### Problem to work on
Please give the listing again in full, leaving out its images.

### Records for the exercise
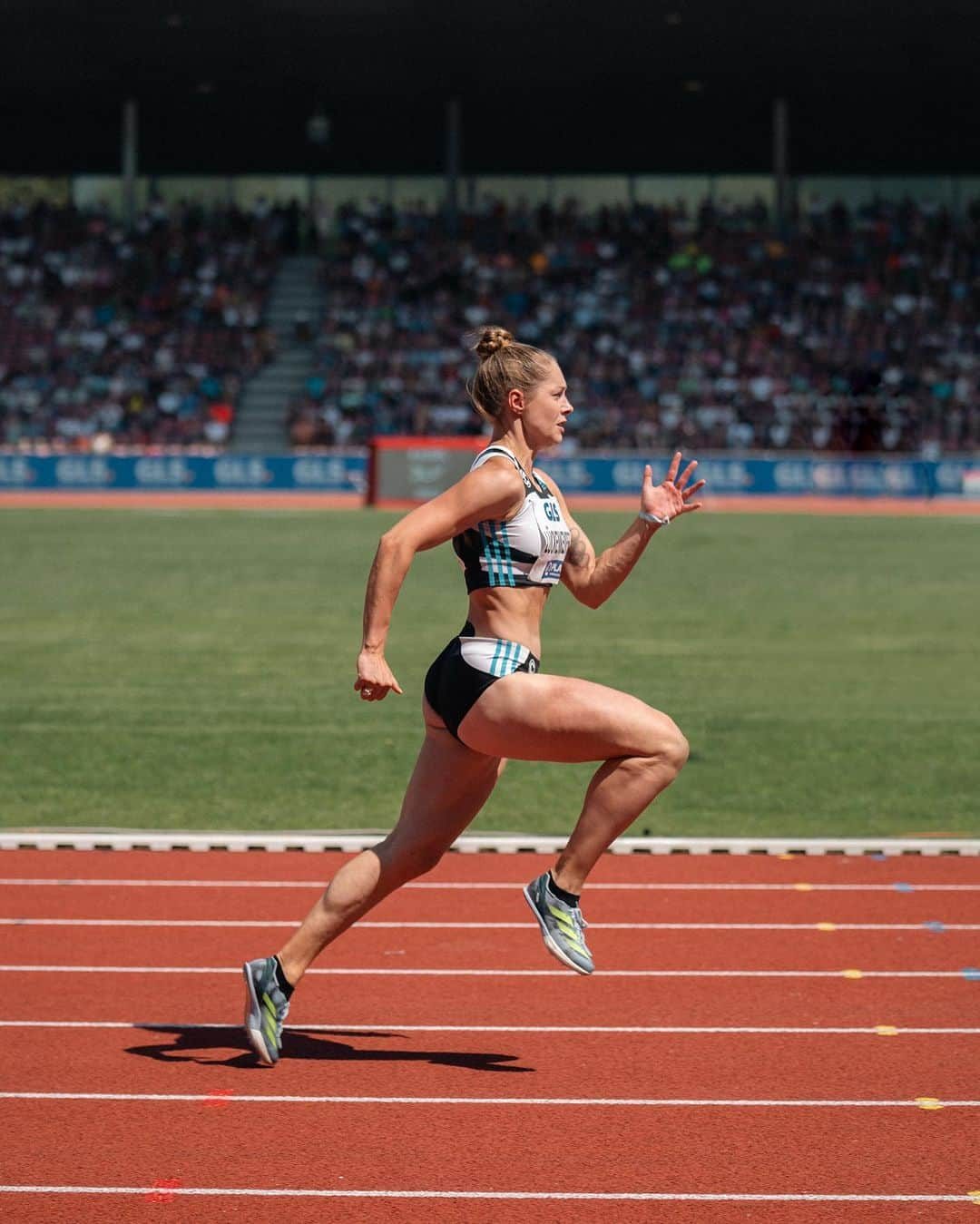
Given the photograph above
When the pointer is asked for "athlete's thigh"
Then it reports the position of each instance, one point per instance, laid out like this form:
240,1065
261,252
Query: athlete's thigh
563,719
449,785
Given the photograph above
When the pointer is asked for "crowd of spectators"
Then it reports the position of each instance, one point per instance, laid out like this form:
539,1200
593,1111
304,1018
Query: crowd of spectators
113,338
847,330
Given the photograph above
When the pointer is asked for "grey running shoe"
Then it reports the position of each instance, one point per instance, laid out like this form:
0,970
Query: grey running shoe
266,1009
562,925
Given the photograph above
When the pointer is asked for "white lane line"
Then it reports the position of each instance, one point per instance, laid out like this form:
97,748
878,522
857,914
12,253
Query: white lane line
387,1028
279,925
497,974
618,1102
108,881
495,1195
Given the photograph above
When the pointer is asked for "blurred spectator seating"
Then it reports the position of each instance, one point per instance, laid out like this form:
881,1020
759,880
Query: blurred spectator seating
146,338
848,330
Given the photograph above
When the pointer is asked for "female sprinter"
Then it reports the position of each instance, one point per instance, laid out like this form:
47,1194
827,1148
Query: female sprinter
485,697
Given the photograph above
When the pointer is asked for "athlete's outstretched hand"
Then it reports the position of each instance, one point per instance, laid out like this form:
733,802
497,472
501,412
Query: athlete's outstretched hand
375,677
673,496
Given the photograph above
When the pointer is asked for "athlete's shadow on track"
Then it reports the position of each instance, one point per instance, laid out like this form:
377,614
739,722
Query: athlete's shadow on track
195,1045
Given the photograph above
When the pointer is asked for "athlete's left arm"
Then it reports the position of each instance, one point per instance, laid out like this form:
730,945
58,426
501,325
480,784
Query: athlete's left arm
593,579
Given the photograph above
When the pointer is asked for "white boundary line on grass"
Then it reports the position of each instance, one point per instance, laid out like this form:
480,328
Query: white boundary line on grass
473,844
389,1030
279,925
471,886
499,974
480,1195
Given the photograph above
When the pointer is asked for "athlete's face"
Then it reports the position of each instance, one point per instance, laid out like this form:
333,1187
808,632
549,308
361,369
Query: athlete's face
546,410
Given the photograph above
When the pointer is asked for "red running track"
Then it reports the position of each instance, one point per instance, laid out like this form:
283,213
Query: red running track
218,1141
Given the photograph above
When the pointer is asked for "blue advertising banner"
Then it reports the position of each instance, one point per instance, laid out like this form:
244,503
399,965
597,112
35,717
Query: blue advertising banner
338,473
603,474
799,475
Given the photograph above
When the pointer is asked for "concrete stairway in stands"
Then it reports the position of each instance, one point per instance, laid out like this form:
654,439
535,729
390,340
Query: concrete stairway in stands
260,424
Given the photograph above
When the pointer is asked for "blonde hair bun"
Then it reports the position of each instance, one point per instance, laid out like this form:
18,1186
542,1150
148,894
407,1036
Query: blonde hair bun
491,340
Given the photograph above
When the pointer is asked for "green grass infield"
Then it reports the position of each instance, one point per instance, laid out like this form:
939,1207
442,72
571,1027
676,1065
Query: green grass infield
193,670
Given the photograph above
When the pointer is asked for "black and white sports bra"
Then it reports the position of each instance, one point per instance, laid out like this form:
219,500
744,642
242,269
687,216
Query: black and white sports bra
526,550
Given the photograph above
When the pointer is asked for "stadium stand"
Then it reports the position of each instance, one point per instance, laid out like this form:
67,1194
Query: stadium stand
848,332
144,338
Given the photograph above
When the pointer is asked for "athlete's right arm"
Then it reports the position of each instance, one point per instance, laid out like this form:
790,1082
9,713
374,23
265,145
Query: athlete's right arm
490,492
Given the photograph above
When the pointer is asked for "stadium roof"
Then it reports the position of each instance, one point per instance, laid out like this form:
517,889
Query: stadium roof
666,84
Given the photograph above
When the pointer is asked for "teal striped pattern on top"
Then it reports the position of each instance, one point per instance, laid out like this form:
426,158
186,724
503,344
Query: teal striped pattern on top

### Solution
Given the photograph above
When the pointer is asked for "athlete's thigh"
Then it reports the position of each instance, one point per instance, laid out like this form:
240,1065
261,252
Query: athlete's thigh
563,719
449,785
Given the photograph above
When the pointer is asked for "crowd of spectators"
Then it reports the position of each instance, one point per instance, laid out like this form:
539,1200
593,1111
304,1018
Query: crowd of spectators
113,338
847,330
Given the photograph above
When the pointer is asked for "grey running shoe"
Then it reports the position of each instance, one point per instance, laid out like this form:
0,970
Query: grey running shoe
266,1009
562,925
Given the photograph above
When the pointer is asked for "white lane line"
Then it reports the position of each instance, one point per instance, laid out like this form:
97,748
878,522
857,914
12,253
Query: white lane line
387,1028
279,925
497,974
618,1102
108,881
495,1195
Given the photograph above
When the pointer is asked for "blurred spectator seating"
Then it reports the position of each instance, one point per instance, laid out like this form:
881,1020
759,880
Query: blurred spectator seating
146,338
848,330
Given the photograph above
When the pointer is asked for "female sprinter"
Then it reports the position of each instance, one point per instance, laid out like this form:
47,1194
827,1148
Query: female sprinter
485,697
Given the photograph above
When the pointer is asked for "athlete's outstretched hand"
Then it reports the position of each instance, one point per instance, laid out like this form:
733,802
497,472
501,412
Query: athlete's outstretched hand
375,677
673,496
Given the photograph above
When the pointer is asked for "athlete's shadow on track"
Then it reports the position of each instance, one point per instance, laid out like this form:
377,614
739,722
Query: athlete's shadow on track
195,1045
Given the photograph above
When the pointer is asked for "athlete's left arm"
Then it reports the position of each instance, one point per instance, laid out like this form:
730,945
58,426
501,325
480,784
Query: athlete's left arm
593,579
Given the photograph above
When the pointer is asked for "white boundary line on grass"
Then it reports the position of each instance, one point per instance, laid out like this form:
480,328
Query: white boundary line on grass
473,844
389,1030
279,925
471,886
499,974
480,1195
Given the photograph above
When the pointer is asked for "athlete's face"
Then it reports the position of each instance, one point per instance, laid out like this form:
333,1187
808,632
549,308
361,369
Query: athlete's face
546,410
Given the photograph above
When the pointer is asked for "red running track"
Then it reports the position of each instance, one point per instance, laid out like this form:
283,213
Query: red running track
218,1141
Given the photograph above
When the pointer is asked for "blue advertising banner"
Then it reports the position of each instance, one point per instance, laid out like this form:
244,503
399,965
597,112
35,717
Query: blue advertising banner
338,473
603,474
799,475
Given the photograph above
When the pointer is asked for "concrete stairway in stands"
Then it reports the position of each instance, one point per instance, laid out like this form:
654,439
535,729
390,340
Query: concrete stairway in stands
260,424
Given the photograph above
When the pointer is asked for "blonde hair bun"
Then it reports the position of each instance, one point per instance, laid out like this form:
18,1186
542,1150
148,894
407,1036
Query: blonde hair bun
491,340
Given the photograph above
When the pointer is asked for "green grass infield"
Then it reports the position of each instance, one point per instance, laid out like this form:
939,1207
442,72
571,1027
676,1065
Query: green grass infield
193,670
Given the photograph above
When the pointer is asked for "black and white sports bra"
Then it reports the position of each instance, one point per instance, laid out like this form:
219,500
744,642
242,269
687,216
Query: black and white sports bra
526,550
Given the photograph above
When the pointer is asked for "stadium stand"
Then it reports the position of each instance, one point per instance, laid out like this form:
67,1194
Query: stadium stand
848,332
144,338
Given the photograph above
When the pointer is asked for "athlete's right arm"
Then it reports the position of each instance, one point per instance, laid out like this form:
790,1082
9,713
374,23
265,145
Query: athlete's right arm
490,492
Given the photograph above
When the pointer is asked for "stadium roof"
Then it reports the position of each instance, one point per instance, laid out like this form:
517,889
Query: stadium roof
666,84
Given the photograph above
When the pointer is asked for "teal striped pattern on top"
Then it reports the position of each instance, one point per instance, laid out like this form:
426,158
186,724
503,344
Query: teal striped pattern on top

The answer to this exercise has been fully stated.